[TASK PROMPT]:
Copy every line in the listing that contains "barrel".

━━━━━━

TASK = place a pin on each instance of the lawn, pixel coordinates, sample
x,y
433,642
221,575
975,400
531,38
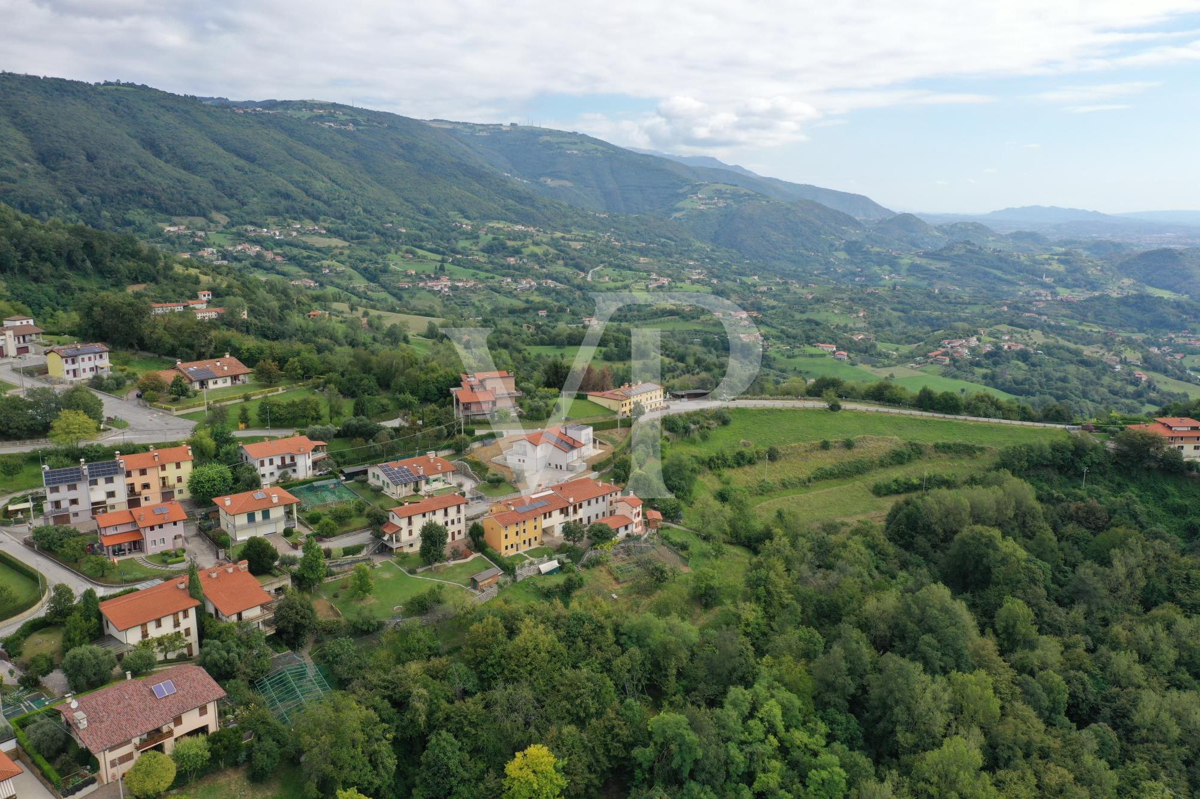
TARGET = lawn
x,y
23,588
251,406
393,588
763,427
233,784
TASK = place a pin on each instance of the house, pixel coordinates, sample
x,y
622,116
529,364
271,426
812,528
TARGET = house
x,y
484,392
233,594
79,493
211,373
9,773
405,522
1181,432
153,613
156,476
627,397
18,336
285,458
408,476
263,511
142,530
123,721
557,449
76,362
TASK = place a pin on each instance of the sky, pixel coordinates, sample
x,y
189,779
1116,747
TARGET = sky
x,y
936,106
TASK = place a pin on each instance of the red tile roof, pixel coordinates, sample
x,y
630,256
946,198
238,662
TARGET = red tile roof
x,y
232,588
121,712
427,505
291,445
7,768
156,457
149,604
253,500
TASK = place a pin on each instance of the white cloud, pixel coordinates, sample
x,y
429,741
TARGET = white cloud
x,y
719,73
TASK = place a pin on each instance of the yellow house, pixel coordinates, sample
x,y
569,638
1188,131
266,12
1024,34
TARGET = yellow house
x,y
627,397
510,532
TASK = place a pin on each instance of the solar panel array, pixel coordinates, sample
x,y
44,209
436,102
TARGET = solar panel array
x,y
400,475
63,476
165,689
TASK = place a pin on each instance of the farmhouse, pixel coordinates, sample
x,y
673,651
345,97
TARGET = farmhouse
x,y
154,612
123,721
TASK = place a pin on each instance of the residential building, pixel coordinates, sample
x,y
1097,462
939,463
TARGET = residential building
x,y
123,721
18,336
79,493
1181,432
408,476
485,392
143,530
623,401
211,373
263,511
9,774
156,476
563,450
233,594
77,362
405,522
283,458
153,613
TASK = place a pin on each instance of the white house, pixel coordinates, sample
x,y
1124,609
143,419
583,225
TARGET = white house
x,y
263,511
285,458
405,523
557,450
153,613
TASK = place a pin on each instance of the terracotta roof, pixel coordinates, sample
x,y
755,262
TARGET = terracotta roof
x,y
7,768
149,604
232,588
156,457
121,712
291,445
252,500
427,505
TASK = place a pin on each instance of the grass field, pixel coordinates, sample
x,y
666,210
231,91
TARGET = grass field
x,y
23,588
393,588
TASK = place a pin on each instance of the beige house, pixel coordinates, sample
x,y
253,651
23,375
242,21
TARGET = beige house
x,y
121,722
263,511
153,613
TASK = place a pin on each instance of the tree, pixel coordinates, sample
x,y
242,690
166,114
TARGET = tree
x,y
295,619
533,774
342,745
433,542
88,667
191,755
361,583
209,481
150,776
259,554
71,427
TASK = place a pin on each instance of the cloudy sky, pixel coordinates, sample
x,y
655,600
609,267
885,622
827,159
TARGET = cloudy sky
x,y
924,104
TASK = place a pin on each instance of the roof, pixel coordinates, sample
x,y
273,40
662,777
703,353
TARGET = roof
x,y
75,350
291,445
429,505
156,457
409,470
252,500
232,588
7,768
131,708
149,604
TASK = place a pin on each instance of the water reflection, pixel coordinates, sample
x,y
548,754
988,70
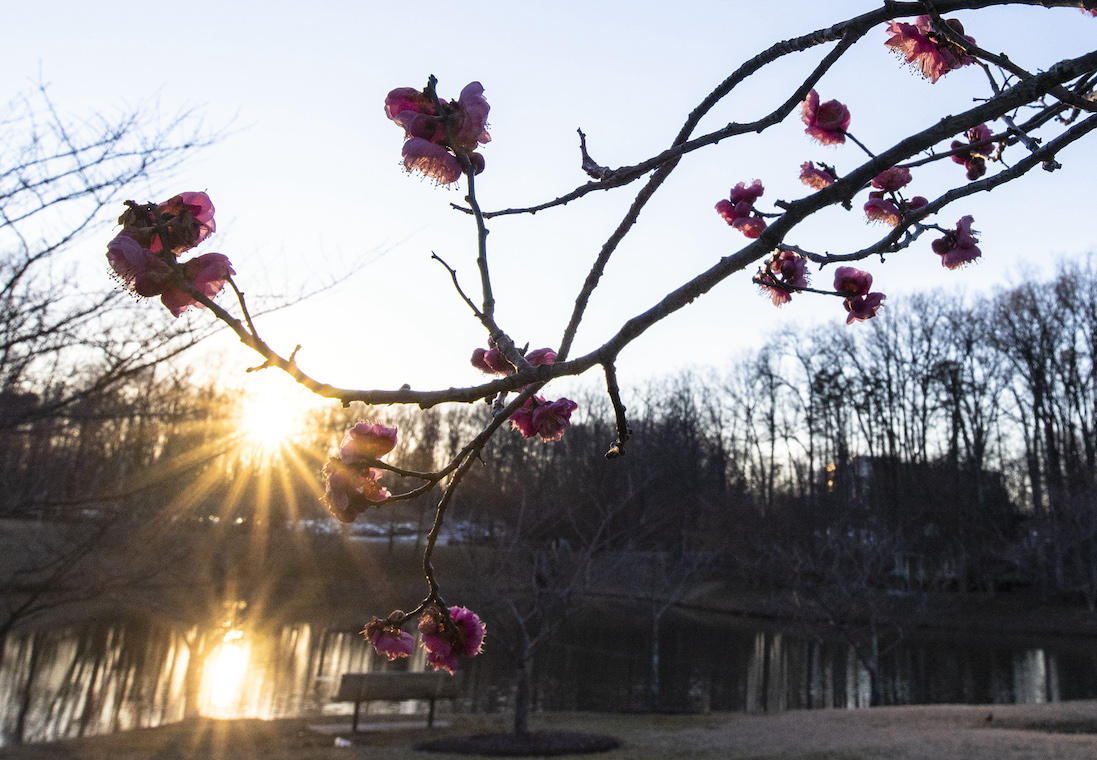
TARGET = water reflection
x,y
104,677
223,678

━━━━━━

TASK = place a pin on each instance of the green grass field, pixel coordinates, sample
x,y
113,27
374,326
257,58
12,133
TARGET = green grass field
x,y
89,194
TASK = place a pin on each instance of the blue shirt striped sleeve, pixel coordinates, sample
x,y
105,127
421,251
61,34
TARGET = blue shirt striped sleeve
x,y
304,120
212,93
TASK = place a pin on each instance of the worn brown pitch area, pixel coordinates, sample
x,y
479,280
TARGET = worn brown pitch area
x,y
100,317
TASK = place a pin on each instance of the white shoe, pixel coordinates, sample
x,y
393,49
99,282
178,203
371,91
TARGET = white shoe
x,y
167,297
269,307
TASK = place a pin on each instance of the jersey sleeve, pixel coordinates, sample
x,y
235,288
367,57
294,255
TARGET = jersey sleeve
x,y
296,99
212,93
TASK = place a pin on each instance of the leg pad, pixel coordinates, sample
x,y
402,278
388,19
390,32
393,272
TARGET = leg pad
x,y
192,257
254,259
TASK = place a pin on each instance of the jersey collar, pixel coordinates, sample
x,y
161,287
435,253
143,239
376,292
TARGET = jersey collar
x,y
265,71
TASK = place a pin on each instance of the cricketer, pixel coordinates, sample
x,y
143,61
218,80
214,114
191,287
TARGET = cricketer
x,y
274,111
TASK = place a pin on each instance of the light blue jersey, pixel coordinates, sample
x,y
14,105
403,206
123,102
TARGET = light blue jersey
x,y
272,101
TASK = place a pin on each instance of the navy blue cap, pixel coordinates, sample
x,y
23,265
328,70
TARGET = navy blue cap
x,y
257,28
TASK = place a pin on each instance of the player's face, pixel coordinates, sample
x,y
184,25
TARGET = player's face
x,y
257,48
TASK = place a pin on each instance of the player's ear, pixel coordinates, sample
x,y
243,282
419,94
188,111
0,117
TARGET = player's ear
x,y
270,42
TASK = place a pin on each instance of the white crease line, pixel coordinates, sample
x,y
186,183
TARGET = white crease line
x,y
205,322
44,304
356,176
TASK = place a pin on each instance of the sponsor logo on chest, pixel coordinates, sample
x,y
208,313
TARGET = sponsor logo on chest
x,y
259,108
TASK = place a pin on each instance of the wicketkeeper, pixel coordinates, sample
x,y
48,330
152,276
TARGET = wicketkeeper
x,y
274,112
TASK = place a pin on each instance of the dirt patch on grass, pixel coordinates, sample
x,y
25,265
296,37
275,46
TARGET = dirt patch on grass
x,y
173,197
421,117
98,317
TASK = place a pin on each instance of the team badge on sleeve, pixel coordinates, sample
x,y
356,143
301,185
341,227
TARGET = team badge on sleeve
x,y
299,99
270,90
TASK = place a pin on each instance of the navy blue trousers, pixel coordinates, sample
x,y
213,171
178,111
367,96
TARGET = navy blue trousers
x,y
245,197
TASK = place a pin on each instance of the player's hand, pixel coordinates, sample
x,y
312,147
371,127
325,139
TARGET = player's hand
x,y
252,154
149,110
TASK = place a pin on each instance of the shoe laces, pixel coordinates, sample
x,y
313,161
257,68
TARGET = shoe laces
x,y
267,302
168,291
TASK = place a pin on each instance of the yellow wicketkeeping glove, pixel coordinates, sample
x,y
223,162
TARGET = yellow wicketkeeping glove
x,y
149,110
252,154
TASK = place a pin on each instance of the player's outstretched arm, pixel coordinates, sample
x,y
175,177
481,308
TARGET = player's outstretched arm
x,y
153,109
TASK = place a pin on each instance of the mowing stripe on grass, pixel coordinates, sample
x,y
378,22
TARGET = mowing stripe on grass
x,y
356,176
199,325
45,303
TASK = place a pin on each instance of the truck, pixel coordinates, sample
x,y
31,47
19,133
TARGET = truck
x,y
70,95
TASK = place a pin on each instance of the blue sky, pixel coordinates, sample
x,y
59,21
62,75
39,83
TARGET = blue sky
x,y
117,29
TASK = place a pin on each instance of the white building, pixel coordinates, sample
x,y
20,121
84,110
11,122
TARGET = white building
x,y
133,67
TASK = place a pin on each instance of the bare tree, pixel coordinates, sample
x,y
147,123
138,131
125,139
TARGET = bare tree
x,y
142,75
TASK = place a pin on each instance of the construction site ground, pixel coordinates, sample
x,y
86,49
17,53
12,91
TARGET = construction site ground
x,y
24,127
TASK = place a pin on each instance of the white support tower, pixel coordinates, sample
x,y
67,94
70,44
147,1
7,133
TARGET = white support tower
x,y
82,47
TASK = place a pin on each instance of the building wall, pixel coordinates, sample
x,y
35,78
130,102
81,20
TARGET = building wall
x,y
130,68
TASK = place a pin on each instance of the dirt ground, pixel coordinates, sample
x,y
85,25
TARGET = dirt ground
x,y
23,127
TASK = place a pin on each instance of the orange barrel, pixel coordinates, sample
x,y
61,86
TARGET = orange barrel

━━━━━━

[RESPONSE TO THIS EXERCISE]:
TASK = place a pin on each instance of the orange barrel, pixel coordinates, sample
TARGET = orange barrel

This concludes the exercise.